- **Passage for review**
◆ ◆ ◆ ◆ ◆ ◆ ◆

If the gaping holes in the story are filled by tabloid reports, then the Ron Howard movie will be a dead duck at the Oscars. Look for Gosford Park, Memento, Shipping News, Ali, or Amelie to try to fill the void.
The best guess: The Globes will give their award to Lord of the Rings, thus freeing the Academy to select In the Bedroom. It will be a classy choice.
Best Actress: Nicole Kidman, as I've predicted all along, pulled off a coup by getting nominated in both drama (The Others) and musical/comedy (Moulin Rouge). No doubt Moulin Rouge is a popular film among the HFPA. The songs are well known and the movie is colorful. But for real acting, Kidman stands her best Oscar shot with The Others. It's her finest career performance, and I think it may win the day.
The other actresses — Judi Dench, Sissy Spacek, and Halle Berry — will probably move on to the Oscars intact. But I have my doubts about Tilda Swinton from The Deep End. Audrey Tautou, the star of Amelie, is her likely replacement, since that movie seems to have real box-office clout and a cult following.
Best Actor: Kevin Spacey may not want an Oscar nomination, but he got one from the Globes based on recognition. The success of The Shipping News at the box office will determine his future with the Oscars. Russell Crowe is a lock for a nomination as Nash, even if the movie is proven to be a stretch of the truth.
But you can say goodbye to Billy Bob Thornton, Ewan McGregor, Hugh Jackman, and John Cameron Mitchell by Oscar time. Ditto Will Smith, whose fortunes will rise and fall on the public's interest in the bloated Ali.
My guess is Gene Hackman has a better shot as the con man Royal Tenenbaum. And Tom Wilkinson, the father in In the Bedroom, is a certainty. But my choice: Denzel Washington from Training Day, who is phenomenal. If Denzel is given a little push in the right direction, this could finally be his year.
Best Director: The Globes were extremely kind to Steven Spielberg, perhaps out of deference to his reputation. I liked A.I. a lot, but no one else did, including the Academy. His nomination will be his reward, I think. But Robert Altman for Gosford Park, is a lock. Again, Ron Howard's fortunes will depend on what happens to the veracity of A Beautiful Mind.

◆ ◆ ◆ ◆ ◆ ◆ ◆

- **Problems to solve**
1/ In the awards-prediction column, which film does the writer name as the source of Nicole Kidman's finest career performance?
2/ Write the next part of the awards-prediction column, picking up after its last sentence.

- **Provided data**

◆ ◆ ◆ ◆ ◆ ◆ ◆

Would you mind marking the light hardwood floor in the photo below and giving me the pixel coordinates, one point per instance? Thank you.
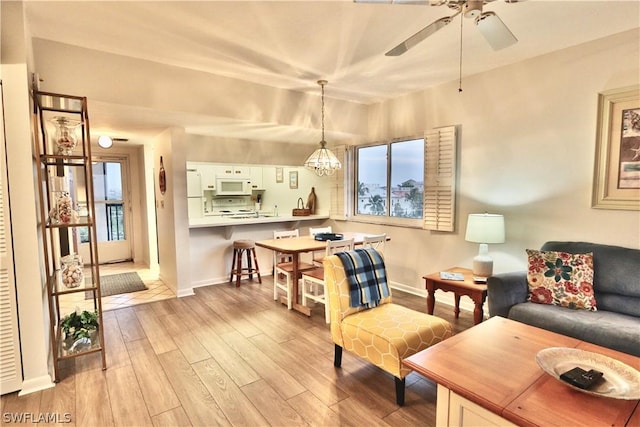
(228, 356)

◆ ◆ ◆ ◆ ◆ ◆ ◆

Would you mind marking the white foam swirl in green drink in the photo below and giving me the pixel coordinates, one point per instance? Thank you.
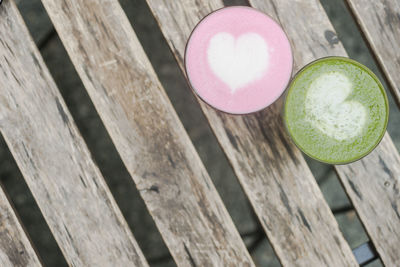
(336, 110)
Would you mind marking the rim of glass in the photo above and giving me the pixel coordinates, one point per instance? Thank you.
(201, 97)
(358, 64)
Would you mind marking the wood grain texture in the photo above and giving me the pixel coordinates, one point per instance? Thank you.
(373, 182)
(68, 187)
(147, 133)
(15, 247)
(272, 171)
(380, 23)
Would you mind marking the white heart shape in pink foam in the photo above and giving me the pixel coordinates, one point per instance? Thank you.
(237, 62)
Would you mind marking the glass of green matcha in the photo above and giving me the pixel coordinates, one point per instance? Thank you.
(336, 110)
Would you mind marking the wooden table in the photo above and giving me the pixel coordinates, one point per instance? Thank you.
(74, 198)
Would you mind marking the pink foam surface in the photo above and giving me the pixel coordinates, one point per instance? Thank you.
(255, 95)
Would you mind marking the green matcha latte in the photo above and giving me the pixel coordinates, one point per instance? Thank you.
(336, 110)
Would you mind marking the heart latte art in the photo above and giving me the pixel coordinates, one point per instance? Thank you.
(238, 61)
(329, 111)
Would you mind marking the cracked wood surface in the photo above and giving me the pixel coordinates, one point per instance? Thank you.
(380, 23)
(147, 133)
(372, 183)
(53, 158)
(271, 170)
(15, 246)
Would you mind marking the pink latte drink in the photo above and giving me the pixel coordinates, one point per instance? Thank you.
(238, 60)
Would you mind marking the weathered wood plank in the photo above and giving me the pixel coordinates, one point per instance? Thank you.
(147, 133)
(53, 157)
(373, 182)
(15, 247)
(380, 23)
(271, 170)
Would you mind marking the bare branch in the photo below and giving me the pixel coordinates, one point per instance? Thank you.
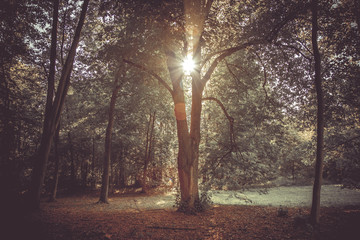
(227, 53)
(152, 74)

◆ ◆ ◆ ◆ ◆ ◆ ◆

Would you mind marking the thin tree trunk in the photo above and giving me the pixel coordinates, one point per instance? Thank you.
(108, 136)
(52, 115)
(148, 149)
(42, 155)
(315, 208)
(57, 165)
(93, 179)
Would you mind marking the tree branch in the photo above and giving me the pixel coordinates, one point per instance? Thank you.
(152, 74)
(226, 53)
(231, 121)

◆ ◆ ◆ ◆ ◆ ◆ ◆

- **Task results**
1/ The Others.

2/
Peter Jackson, Baz Luhrmann and David Lynch round out this group, but by Oscar time at least two of them will be replaced — either by Lasse Hallström (for Shipping News, which is a director's film), and Michael Mann for the feat of Ali. With the Globes, don't be surprised if Luhrmann wins. Moulin Rouge, like Rings, works well abroad. Better than it does here.
Two supporting nominations stood out for me, too. Although Maggie Smith is the odds-on favorite for a Globe, from Gosford Park, I was excited to see the HFPA acknowledge Cate Blanchett's outstanding work in Bandits. If Blanchett makes it to the Oscars — she's also terrific in The Shipping News — she'll give Smith some trouble. And the fact that the HFPA remembered Jude Law's exceptional performance in A.I. was great news. But for him to get to the Oscars, the Academy voters will really have to plough through the movie again. And that's unlikely.
Cameron Crowe's Vanilla Sky took a tumble yesterday in the midweek box office tally. It finished third, behind Steven Soderbergh's Ocean's Eleven.
How significant is this? Well, both movies are playing in comparable numbers of theatres. But Vanilla Sky is a week newer and so should be in second, not third place, after Lord of the Rings. This means that Sky's "legs" are weak, and as the weekend unfolds it will start to fall apart. Poor reviews, and a bad ad campaign have contributed to its downfall.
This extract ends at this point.